EXERCISE INSTRUCTIONS: Continue the text below on the nature of fantasy orcs and goblins, picking up after its final sentence.

Segment Start: TEXT EXCERPT

    Then it becomes quite clear why the Orcs are stealing the crops and livestock, why they rob every lightly guarded merchant caravan to take the abundance of goods, why they run into the villages and plunder everything they want, cutting down anyone who stands in their way. Because this is the way of life, really the only possible way of life, in the places they are from. And it is also why they are so difficult to deal with, reason with or keep a peace with. Because even if one got them to comprehend that there is enough to go around that the benefit of everyone cooperating outweighs the drawback of using resources on people who might never accomplish anything or survive on their own, there is no real guarantee that such a condition is anything more than a passing phase that will end. You may convince a few stray individuals, but likely not so many.
    But, I guess after you win enough wars with them the survivors might begin to get clued in that the victorious peoples might be doing something right and thus to abandon their ways and get integrated into the human society. But it would still be tough.

  3. Personally, I’ve gravitated to the idea that orcs are young. If an orc’s lifespan works about four times as fast as a humans (like dog years), then an orc would be considered an adult at the age of about 5. The young orc warrior has a body like a grown man’s, hormones like a teenager, and a kindergartner’s sense of his own mortality.

    Basically, they want what everybody else wants, but their ability to get it through non-violent means is seriously limited by ignorance and terrible discipline. They learn about as fast as humans, but that only means that in their old age they can aspire to the wisdom of a human 20-year old.

    The more thoughtful humans are incredibly glad that orcs exist, because otherwise the elves and dwarfs would be looking at them.

    • That’s usually the excuse given for goblins behavior. Although 5x is considerably more accelerated even for a goblin. Goblins are usually 2-3x as fast, but everything else pretty much falls in line with what you were saying. When you are dealing with an “adult” goblin, you are dealing with a 10-year old who was raised by rebellious teenager anarchists. And even the rare goblin who makes it to old age is really in their mid to late twenties intellectually and emotionally.

Segment End: TEXT EXCERPT
Segment Start: LISTED RECORDS

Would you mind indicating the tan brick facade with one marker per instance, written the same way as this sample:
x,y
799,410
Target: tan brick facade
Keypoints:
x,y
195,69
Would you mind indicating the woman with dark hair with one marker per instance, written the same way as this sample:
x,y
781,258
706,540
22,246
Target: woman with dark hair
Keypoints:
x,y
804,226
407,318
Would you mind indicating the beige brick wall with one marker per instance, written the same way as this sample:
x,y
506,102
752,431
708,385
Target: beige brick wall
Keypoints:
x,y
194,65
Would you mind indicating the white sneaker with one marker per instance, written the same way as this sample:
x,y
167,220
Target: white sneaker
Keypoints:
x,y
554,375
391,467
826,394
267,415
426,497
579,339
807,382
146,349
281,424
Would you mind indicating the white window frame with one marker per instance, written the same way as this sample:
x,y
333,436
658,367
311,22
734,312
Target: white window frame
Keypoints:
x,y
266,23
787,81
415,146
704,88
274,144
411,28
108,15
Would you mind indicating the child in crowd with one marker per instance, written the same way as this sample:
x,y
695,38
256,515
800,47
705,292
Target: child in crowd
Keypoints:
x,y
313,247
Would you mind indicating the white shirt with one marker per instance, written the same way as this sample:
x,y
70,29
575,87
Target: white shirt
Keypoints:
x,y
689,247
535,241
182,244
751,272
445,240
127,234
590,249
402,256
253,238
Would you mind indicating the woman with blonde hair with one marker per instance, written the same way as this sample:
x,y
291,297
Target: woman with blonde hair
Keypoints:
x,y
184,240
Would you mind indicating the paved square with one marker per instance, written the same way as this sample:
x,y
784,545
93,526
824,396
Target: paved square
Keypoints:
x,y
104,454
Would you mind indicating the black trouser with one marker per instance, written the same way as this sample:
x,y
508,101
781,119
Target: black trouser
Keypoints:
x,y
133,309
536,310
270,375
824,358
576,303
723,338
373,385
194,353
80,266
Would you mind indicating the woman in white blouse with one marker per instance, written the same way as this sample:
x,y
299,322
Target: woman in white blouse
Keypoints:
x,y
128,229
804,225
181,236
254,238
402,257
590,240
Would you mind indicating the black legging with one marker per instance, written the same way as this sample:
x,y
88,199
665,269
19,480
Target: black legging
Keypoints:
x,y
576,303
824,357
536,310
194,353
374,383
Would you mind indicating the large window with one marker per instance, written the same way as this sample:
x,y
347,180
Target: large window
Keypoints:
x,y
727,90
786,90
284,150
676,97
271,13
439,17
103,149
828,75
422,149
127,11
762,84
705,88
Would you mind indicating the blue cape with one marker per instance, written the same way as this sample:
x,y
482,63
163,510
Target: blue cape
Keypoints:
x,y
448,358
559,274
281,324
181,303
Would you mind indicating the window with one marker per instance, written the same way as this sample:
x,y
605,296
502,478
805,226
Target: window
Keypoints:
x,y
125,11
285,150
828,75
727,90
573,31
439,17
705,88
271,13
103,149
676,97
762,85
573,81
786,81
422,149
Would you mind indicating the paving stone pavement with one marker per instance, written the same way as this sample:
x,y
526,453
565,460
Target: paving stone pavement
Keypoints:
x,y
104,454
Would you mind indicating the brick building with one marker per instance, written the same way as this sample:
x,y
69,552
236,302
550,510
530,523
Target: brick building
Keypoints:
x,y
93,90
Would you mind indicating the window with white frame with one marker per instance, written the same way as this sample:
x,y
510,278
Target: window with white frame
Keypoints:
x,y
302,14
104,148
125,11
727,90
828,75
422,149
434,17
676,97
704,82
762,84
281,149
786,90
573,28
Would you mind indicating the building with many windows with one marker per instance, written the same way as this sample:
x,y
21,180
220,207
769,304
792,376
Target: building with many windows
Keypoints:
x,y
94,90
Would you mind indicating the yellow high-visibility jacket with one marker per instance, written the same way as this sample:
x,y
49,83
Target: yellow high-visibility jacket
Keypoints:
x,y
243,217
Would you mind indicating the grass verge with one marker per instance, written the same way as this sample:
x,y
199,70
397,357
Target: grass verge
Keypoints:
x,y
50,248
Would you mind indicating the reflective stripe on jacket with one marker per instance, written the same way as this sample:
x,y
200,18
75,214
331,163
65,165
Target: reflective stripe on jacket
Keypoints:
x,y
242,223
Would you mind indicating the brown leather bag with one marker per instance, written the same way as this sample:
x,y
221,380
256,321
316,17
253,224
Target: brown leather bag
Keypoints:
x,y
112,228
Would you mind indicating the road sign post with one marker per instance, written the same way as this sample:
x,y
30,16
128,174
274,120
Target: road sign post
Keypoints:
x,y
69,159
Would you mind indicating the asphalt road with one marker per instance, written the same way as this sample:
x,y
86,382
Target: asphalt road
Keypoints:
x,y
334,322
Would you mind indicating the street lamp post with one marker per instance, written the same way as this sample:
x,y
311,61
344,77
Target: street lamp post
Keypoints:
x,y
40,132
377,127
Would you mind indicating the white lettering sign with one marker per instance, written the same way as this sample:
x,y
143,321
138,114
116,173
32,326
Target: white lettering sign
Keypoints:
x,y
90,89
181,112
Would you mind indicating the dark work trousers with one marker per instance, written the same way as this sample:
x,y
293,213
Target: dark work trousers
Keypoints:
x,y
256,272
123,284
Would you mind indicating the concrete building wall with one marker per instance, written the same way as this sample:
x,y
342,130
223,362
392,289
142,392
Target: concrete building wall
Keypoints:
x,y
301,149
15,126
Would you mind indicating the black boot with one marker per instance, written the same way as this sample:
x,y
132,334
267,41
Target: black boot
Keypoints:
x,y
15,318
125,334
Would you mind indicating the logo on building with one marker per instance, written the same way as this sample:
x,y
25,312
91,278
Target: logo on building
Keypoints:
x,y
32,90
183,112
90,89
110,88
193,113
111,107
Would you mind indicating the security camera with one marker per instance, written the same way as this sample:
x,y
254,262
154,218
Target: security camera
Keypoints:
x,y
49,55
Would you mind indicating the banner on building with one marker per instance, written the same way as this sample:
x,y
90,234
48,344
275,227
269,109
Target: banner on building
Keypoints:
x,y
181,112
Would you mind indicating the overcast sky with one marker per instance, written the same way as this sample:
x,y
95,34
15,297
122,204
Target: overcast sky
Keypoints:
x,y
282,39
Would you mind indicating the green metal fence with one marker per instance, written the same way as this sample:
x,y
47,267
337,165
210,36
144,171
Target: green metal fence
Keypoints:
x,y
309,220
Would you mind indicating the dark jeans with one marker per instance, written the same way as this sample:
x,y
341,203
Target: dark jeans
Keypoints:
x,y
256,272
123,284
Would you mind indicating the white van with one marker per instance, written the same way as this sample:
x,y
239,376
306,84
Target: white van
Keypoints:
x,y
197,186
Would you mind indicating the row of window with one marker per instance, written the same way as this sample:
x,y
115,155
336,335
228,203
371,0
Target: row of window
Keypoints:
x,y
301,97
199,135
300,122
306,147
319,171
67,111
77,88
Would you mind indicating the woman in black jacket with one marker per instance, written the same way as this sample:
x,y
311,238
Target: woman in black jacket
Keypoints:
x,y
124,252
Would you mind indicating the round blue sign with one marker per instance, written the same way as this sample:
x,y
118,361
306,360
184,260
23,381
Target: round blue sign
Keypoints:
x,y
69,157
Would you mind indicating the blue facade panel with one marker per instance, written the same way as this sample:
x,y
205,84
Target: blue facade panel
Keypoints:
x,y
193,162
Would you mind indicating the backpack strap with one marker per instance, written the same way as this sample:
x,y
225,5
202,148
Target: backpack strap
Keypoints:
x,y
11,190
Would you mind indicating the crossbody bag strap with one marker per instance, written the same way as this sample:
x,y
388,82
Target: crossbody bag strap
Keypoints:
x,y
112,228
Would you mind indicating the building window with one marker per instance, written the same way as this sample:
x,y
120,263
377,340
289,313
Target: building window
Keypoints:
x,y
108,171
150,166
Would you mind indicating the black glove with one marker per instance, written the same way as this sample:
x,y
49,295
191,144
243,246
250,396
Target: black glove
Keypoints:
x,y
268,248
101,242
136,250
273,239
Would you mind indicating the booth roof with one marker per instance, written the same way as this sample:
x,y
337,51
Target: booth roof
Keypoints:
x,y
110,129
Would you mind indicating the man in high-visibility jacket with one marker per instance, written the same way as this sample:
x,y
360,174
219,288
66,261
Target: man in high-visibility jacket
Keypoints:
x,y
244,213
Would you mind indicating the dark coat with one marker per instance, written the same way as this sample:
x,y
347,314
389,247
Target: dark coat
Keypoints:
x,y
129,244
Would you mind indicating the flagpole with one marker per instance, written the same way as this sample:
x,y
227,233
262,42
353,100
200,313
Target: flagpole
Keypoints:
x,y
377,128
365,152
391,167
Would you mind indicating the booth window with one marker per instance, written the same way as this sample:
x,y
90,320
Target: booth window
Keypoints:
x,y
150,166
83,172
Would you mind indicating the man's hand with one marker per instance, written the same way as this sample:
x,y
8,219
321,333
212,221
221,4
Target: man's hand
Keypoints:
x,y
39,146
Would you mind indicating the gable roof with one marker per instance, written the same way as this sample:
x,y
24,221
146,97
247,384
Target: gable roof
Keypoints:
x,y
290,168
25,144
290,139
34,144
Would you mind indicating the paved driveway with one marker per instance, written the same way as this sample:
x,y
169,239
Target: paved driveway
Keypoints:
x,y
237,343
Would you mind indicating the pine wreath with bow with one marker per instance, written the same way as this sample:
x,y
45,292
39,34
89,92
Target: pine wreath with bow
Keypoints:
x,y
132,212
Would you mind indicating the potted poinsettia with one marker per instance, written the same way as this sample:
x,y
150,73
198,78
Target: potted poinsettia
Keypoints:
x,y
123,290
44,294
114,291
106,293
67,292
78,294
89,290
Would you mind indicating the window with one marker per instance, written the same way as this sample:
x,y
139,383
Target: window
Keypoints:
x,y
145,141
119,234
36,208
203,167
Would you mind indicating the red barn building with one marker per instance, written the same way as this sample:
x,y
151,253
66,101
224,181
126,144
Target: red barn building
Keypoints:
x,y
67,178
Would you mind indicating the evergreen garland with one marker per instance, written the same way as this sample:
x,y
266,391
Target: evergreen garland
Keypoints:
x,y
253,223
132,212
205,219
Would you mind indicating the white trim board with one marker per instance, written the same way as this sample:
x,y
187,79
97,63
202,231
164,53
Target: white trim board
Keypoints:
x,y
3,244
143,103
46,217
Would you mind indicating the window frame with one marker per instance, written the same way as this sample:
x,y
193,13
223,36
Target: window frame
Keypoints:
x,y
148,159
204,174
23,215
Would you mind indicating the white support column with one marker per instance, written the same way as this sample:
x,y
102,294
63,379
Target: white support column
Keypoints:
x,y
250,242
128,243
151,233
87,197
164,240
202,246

Segment End: LISTED RECORDS

TASK ANSWER:
      I guess you can do the same for Orcs, but then you lose some differentiation and it is probably best to differentiate them as much as you can. Unless you go a totally different direction with gobbos.

  4. If I were to suggest you are wrong about orks (or orcs) Having no history, it would be that ork sounds a lot like the protoindoeuropean phonetic ruk which if I recall means ‘to scrape/to injure’. A word used often to build other words about rough fighting or sand storms. As a people are the words they speak, I would suggest they are a people beyond the edge of human civilization who fight to survive and live in a harsh land.

  5. Les Hendrix says:

    Prelude to an Empire: Climate Change. Good summers, more food, more baby orcs quickly maturing into hungry, rowdy teen orcs, populating faster than other species. Get these damn ork teen punks out of the village, they threaten the stability and established leadership of the village. They need a place to act like orks, but not in my village. Let’s pay the charismatic gang leader to lead a bunch of hungry orks towards the land of tasty delicacies, with a holy book “How to Serve Humans, Elves and Dwarves.” The humans at least know how to produce food, to work a field and tend animals, so keep a few of them around.

  6. silver Harloe says:

    That last one made me think of the Mongols in big way. Except for the horses. Maybe my orcs will have horses to make the transition complete.